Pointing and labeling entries
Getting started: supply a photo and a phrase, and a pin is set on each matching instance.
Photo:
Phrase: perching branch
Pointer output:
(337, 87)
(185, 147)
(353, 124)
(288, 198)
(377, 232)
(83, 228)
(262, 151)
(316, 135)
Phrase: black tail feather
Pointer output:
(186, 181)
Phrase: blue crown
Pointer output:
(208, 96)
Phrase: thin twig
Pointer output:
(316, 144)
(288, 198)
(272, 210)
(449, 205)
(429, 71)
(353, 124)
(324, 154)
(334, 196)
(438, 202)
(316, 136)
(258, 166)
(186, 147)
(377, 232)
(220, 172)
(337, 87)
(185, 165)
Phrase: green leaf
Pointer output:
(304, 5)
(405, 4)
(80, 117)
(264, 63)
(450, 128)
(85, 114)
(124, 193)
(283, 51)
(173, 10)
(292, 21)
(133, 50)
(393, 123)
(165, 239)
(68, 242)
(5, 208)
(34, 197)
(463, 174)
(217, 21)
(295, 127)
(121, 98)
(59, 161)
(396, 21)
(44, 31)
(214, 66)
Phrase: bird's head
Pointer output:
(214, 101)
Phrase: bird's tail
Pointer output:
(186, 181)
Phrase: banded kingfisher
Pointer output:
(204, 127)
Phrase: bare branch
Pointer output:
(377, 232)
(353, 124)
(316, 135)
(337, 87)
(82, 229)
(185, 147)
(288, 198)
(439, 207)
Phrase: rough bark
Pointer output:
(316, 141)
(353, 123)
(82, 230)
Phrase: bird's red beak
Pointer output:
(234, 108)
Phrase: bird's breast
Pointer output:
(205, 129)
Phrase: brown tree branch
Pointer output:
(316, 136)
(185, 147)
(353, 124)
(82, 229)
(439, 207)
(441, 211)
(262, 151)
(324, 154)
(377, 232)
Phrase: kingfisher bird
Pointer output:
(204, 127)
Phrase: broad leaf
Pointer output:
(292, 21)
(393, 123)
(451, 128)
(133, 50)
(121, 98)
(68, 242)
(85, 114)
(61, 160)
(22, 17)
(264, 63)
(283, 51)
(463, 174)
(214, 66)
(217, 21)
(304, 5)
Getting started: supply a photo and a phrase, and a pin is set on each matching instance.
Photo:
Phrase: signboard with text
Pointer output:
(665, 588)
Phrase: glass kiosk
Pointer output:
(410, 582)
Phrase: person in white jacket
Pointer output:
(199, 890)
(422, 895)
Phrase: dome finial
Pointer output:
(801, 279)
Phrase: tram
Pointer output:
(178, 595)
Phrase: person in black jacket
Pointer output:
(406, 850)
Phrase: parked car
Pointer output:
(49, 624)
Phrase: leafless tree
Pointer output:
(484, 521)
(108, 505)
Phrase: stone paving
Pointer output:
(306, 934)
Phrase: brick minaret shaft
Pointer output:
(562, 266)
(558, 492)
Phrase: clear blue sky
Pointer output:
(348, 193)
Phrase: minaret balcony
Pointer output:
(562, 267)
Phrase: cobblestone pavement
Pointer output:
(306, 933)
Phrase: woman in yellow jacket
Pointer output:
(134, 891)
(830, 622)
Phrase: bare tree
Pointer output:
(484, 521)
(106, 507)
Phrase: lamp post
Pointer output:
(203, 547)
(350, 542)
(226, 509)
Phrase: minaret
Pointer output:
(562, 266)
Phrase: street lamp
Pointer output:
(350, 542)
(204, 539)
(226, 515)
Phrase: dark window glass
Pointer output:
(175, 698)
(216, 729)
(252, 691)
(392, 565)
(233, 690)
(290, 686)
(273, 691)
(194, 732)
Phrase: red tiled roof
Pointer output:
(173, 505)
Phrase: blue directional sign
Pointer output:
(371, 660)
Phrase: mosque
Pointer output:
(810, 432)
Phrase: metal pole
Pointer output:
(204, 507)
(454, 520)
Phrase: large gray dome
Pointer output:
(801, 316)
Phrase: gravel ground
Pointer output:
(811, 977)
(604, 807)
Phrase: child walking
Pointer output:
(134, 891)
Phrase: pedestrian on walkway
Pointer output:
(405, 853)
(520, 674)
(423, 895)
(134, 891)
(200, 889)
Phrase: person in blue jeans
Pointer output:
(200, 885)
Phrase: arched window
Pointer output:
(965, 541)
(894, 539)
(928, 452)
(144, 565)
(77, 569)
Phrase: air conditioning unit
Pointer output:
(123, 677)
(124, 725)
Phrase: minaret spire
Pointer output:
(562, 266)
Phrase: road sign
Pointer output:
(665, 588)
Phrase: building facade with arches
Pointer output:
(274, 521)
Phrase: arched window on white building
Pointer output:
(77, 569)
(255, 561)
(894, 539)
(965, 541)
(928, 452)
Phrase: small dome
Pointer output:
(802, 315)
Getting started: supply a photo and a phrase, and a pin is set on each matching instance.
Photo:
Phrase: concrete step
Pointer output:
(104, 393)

» GIVEN TASK
Reproduce verbatim every line of the material from the one containing "Phrase: lamp post" through the final line, both ends included.

» FULL SOLUTION
Phrase: lamp post
Pointer output:
(203, 547)
(350, 542)
(226, 509)
Phrase: minaret
Pointer output:
(562, 266)
Phrase: street lamp
Pointer output:
(350, 542)
(204, 539)
(226, 515)
Phrase: dark window glass
Pointer output:
(175, 698)
(216, 729)
(252, 691)
(392, 565)
(233, 690)
(290, 686)
(273, 691)
(194, 732)
Phrase: red tiled roof
Pointer output:
(173, 505)
Phrase: blue directional sign
Pointer output:
(371, 660)
Phrase: mosque
Pointer output:
(810, 432)
Phrase: metal pole
Pointer output:
(204, 507)
(454, 520)
Phrase: large gray dome
Pointer output:
(801, 316)
Phrase: gravel ground
Pointer output:
(811, 977)
(604, 807)
Phrase: child walking
Pointer output:
(134, 891)
Phrase: pedestrian on walkway
Pointer output:
(405, 853)
(520, 674)
(423, 895)
(134, 891)
(200, 889)
Phrase: person in blue jeans
Pointer output:
(200, 885)
Phrase: arched window
Pointer output:
(965, 541)
(894, 539)
(928, 452)
(144, 565)
(77, 569)
Phrase: air conditioning unit
Pointer output:
(123, 677)
(124, 725)
Phrase: minaret spire
Pointer output:
(562, 266)
Phrase: road sign
Pointer output:
(665, 588)
Phrase: building facade with arches
Pointer output:
(274, 521)
Phrase: arched window on white building
Pointer output:
(77, 569)
(255, 561)
(894, 539)
(965, 541)
(928, 452)
Phrase: small dome
Pointer output:
(802, 315)
Getting started: supply a photo and a phrase, and a pin is set on each matching instance.
Photo:
Phrase: concrete step
Pointer output:
(104, 393)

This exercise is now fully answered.